Jodie Foster in The Brave One, Exit Ghost by Philip Roth
Tom Sutcliffe and guests review the cultural highlights of the week.
The Brave One
Jodie Foster plays Erica Bain, a radio presenter, who gets brutally mugged one evening when she’s out walking with her fiance in New York. Her fiance is killed but Foster eventually recovers in body, if not in mind. In order to calm her fears of being mugged again, she purchases a gun and is quickly confronted with a situation in which she has to use it. The film is directed by Neil Jordan and offers a different perspective on the usual vigilante genre.
Exit Ghost
This is the last book in Philip Roth’s Zuckerman series. Zuckerman first made his appearance in 1979 in The Ghost Writer. Now, nearly thirty years later, he is impotent and incontinent and has withdrawn from the world. At the start of the book he returns to New York for a medical procedure to help his incontinence and finds his old desires and dreams are re-awakened.
Exit Ghost by Philip Roth is published by Jonathan Cape.
Millais
Millais at Tate Britain is the first major monographic survey of his art since the Royal Academy retrospective of 1967, and the first exhibition since 1898 to examine the entirety of the artist’s career.
Traditionally, Millais has been presented as an establishment figure who swapped artistic innovation for commercial gain. This exhibition attempts a re-assessment by allowing us to see Millais in the context of his entire career, from his beginnings as the youngest ever pupil at the Royal Academy to his late landscapes.
Millais is at Tate Britain until January 13.

### [RECORDS]
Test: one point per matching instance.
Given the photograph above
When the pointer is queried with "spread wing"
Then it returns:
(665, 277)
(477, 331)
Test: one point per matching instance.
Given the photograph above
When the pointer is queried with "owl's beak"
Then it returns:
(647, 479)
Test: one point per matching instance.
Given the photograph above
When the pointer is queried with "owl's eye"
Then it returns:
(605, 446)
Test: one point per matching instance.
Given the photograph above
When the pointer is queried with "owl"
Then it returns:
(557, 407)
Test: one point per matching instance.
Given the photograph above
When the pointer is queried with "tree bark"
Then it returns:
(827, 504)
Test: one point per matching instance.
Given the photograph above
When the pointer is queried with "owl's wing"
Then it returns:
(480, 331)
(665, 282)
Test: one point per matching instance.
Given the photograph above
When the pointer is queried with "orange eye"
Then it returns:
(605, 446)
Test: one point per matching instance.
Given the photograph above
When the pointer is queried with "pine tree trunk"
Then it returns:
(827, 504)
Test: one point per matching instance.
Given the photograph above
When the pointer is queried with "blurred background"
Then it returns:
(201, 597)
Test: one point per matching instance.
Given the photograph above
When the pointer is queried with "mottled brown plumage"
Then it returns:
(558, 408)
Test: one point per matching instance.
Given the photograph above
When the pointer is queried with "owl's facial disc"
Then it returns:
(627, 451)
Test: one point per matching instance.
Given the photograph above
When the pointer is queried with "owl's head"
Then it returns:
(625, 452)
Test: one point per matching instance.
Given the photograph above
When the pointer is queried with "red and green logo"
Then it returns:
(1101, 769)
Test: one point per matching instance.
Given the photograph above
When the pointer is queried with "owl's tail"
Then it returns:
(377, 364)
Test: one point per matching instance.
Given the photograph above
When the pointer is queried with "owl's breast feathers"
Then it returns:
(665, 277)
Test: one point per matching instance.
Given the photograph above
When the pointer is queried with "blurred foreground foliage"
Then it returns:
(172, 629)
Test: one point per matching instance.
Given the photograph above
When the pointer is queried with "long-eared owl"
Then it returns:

### [BRIEF]
Copy the passage of the arts review from "Traditionally, Millais has" to "until January 13." with no changes.

### [EXERCISE OUTPUT]
Traditionally, Millais has been presented as an establishment figure who swapped artistic innovation for commercial gain. This exhibition attempts a re-assessment by allowing us to see Millais in the context of his entire career, from his beginnings as the youngest ever pupil at the Royal Academy to his late landscapes.
Millais is at Tate Britain until January 13.